• [DATA RECORDS]:
-- Begin --

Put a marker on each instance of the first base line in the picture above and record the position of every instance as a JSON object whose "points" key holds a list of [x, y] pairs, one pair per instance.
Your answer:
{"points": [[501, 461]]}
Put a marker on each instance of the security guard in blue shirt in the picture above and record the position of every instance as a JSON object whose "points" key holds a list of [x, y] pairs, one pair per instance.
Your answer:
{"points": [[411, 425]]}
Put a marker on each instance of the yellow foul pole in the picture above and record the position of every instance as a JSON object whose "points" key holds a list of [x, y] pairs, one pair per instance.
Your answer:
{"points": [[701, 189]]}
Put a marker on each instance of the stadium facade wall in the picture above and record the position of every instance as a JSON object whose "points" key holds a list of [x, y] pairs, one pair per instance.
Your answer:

-- End --

• [EXERCISE TASK]:
Rewrite every line of the items above as a JSON list of strings, one string per line, leaving out blank lines.

• [EXERCISE SOLUTION]:
[
  "Put a marker on each instance of the first base line in the picture above and record the position of every instance as a JSON object whose \"points\" key holds a list of [x, y] pairs, one pair per instance.",
  "Your answer:",
  "{\"points\": [[501, 461]]}",
  "Put a marker on each instance of the security guard in blue shirt in the picture above and record the position of every instance as a JSON object whose \"points\" key holds a list of [x, y] pairs, one pair per instance.",
  "Your answer:",
  "{\"points\": [[411, 425]]}",
  "Put a marker on each instance of the yellow foul pole in the picture above and record the position of every instance as a JSON object whose \"points\" key holds a list of [x, y] pairs, one pair per instance.",
  "Your answer:",
  "{\"points\": [[701, 189]]}",
  "Put a marker on each instance of the stadium facade wall in the picture above and record the position of every instance as a JSON object whose \"points\" key holds a list of [x, y] pairs, one pair per instance.",
  "Your answer:"
]